Restate exactly, and only, the lines spanning from the one with "Where can the wooden" to the end of the records below.

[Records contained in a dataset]
□ □ □
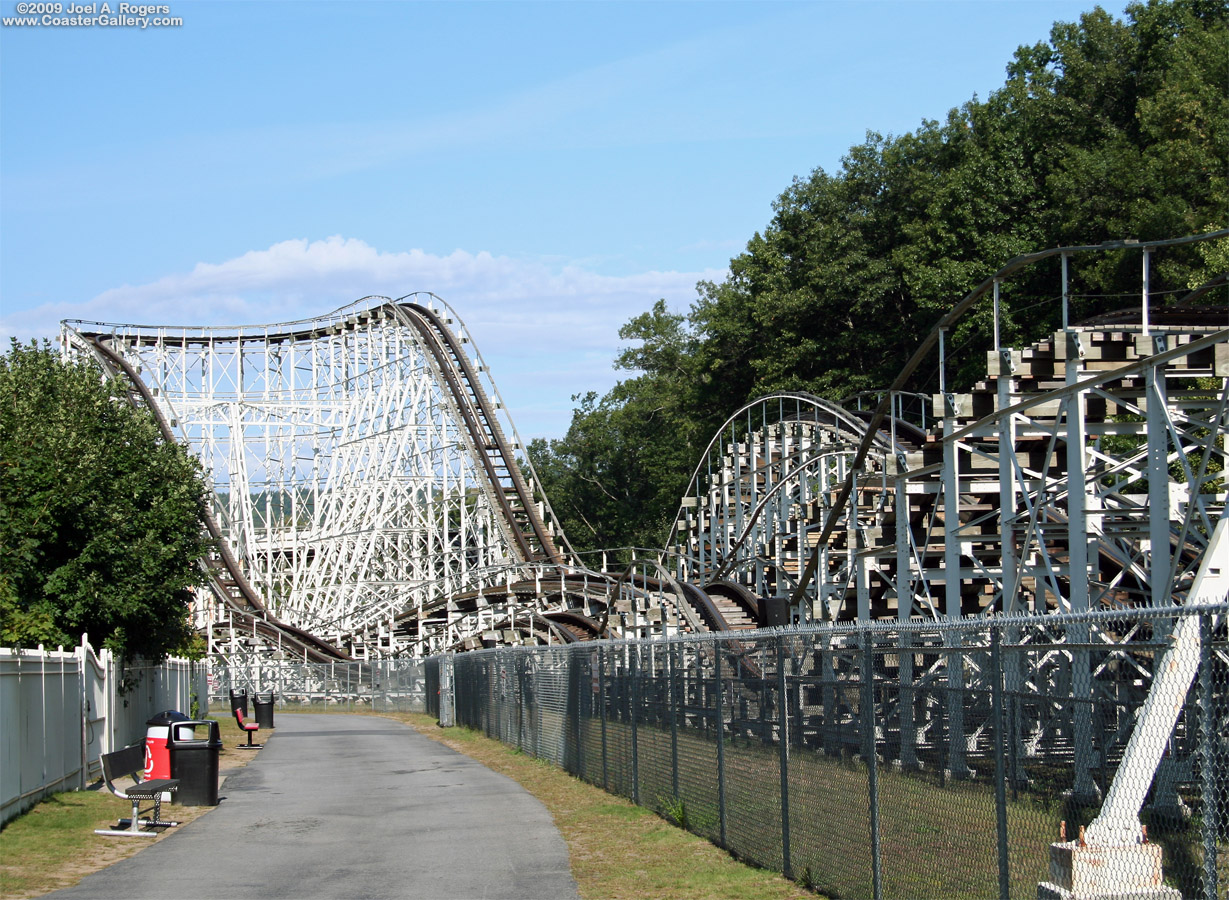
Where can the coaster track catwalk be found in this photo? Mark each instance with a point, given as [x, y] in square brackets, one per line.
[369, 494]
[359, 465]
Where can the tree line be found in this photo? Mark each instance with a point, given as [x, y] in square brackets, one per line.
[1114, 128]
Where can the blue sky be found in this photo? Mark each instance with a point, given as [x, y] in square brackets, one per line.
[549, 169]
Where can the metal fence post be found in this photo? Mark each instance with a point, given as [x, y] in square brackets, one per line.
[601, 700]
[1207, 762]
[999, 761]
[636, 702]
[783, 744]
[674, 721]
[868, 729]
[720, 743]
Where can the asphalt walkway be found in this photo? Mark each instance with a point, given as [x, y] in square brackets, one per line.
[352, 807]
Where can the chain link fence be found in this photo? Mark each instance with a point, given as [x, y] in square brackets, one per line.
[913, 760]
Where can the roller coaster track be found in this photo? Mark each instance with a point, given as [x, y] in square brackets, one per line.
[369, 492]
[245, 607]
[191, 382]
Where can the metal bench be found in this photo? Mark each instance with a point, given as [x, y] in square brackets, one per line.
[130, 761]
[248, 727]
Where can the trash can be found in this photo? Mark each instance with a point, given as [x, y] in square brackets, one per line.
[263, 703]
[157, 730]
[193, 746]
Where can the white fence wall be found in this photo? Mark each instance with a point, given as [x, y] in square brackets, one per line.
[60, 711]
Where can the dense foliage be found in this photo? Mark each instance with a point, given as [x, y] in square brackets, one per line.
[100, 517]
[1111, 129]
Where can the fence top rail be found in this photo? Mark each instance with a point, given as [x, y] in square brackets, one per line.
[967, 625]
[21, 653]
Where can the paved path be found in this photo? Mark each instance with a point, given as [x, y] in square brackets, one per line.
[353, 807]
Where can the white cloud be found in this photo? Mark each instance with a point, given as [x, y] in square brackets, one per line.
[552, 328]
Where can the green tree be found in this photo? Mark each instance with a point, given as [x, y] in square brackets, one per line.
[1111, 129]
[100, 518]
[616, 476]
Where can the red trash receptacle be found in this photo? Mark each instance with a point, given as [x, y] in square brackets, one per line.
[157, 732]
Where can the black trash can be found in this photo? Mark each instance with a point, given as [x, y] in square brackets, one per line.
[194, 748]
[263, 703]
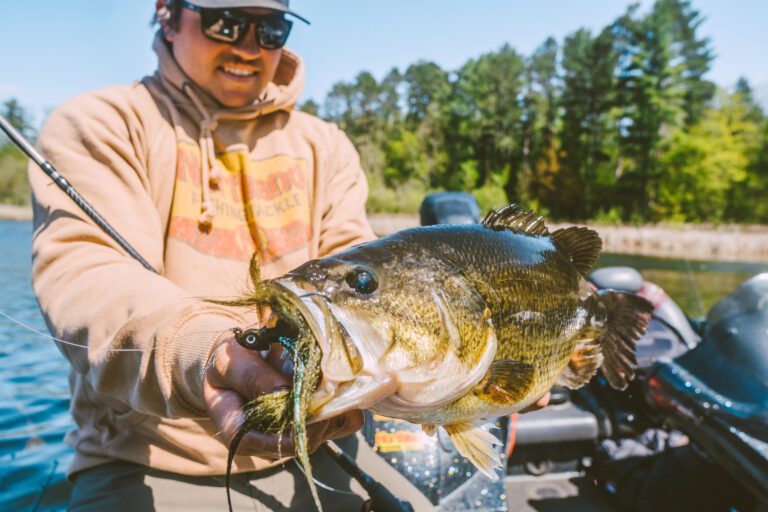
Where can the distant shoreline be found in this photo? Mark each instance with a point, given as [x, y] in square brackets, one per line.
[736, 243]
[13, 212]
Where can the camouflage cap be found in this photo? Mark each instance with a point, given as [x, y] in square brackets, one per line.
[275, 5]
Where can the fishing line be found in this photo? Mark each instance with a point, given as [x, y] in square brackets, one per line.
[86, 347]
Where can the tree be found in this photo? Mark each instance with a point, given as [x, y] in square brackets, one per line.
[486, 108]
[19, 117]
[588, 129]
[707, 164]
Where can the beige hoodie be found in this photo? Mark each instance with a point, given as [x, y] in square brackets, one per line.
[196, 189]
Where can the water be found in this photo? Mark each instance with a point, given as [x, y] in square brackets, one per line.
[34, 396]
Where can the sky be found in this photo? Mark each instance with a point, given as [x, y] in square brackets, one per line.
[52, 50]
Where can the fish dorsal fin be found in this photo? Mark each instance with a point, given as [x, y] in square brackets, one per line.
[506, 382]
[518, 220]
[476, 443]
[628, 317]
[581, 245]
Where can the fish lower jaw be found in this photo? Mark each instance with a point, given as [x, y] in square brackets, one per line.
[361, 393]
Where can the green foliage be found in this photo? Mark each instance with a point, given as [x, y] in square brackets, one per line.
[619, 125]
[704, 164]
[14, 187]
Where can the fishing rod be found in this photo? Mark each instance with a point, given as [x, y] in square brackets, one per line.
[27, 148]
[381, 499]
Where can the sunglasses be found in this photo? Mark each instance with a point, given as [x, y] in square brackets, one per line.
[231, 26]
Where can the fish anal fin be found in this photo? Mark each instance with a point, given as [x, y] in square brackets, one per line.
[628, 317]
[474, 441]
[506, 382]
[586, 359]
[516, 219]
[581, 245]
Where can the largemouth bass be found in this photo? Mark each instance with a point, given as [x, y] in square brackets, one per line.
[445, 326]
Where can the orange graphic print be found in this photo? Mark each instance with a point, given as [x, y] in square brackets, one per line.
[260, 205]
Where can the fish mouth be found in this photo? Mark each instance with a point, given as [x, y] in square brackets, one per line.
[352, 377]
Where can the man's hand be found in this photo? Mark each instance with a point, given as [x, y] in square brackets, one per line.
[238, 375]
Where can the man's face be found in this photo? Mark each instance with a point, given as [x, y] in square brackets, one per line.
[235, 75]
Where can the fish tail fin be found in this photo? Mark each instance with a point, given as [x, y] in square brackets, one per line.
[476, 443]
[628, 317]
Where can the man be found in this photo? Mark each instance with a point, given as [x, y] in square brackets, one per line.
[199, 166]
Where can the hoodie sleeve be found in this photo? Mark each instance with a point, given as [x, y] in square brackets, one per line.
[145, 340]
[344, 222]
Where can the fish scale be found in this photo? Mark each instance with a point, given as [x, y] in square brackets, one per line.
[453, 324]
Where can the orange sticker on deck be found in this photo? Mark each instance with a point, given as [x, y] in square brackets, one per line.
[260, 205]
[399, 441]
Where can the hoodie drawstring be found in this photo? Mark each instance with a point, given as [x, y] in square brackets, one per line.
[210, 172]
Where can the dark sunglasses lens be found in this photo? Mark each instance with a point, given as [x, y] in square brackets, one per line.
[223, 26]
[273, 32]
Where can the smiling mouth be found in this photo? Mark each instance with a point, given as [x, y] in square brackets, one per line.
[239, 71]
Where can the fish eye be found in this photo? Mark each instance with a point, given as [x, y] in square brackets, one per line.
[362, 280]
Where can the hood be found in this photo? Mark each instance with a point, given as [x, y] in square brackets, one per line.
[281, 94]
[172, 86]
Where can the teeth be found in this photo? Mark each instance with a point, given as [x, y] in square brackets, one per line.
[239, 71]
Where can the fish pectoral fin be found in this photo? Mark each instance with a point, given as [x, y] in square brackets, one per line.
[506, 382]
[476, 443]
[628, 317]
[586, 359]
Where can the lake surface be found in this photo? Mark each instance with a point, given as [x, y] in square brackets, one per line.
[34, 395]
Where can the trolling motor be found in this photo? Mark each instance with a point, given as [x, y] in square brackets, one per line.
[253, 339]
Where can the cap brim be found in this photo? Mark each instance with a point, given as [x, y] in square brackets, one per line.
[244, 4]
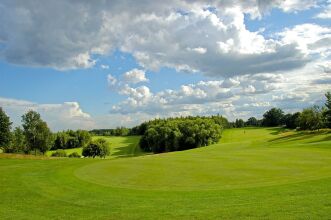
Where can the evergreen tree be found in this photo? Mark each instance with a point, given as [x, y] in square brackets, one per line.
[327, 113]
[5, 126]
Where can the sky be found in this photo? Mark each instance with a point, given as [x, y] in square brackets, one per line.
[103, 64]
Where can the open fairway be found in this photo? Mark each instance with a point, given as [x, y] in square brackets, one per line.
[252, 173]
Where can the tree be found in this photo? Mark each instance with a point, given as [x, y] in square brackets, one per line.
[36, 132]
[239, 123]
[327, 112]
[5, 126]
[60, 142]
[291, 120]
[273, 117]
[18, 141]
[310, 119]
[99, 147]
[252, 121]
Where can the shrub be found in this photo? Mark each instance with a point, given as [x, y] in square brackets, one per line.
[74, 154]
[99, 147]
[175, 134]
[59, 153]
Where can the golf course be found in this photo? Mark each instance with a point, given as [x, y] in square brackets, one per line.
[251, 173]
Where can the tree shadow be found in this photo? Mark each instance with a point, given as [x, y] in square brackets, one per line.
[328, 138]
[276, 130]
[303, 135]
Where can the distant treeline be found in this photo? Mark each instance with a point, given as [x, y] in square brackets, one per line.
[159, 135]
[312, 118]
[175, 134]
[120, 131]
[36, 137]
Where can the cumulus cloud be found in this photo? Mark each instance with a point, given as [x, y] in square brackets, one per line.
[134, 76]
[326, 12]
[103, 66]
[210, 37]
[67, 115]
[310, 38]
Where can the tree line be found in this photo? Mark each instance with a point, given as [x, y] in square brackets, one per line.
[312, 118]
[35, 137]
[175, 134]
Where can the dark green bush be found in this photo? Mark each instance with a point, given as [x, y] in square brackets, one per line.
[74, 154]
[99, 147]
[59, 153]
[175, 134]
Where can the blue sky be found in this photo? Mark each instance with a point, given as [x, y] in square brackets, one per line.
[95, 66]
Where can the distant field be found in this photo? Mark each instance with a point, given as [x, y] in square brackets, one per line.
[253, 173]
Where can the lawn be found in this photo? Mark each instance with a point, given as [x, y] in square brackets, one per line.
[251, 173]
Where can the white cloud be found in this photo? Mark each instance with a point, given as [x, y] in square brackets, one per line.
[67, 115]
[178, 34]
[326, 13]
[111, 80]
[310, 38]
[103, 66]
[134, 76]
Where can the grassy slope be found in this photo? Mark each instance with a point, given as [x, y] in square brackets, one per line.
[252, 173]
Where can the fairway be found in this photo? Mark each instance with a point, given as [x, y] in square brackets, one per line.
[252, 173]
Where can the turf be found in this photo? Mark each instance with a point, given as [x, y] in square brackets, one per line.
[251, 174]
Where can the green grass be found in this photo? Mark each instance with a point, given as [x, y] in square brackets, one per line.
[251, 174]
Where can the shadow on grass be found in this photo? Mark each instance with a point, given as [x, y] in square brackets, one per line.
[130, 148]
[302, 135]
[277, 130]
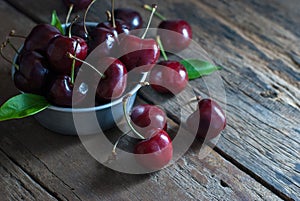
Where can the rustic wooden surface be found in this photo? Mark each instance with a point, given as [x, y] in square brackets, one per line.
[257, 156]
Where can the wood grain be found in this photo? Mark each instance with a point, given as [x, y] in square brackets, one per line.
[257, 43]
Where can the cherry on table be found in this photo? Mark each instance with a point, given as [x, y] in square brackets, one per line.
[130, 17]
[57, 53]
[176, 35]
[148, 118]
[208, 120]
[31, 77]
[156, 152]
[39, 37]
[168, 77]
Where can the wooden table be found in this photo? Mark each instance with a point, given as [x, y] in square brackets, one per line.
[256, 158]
□ □ □
Written response —
Where can the wooden table be found in this photo? Mark each instance with a point, given as [x, y] in square brackets, one per line.
[256, 158]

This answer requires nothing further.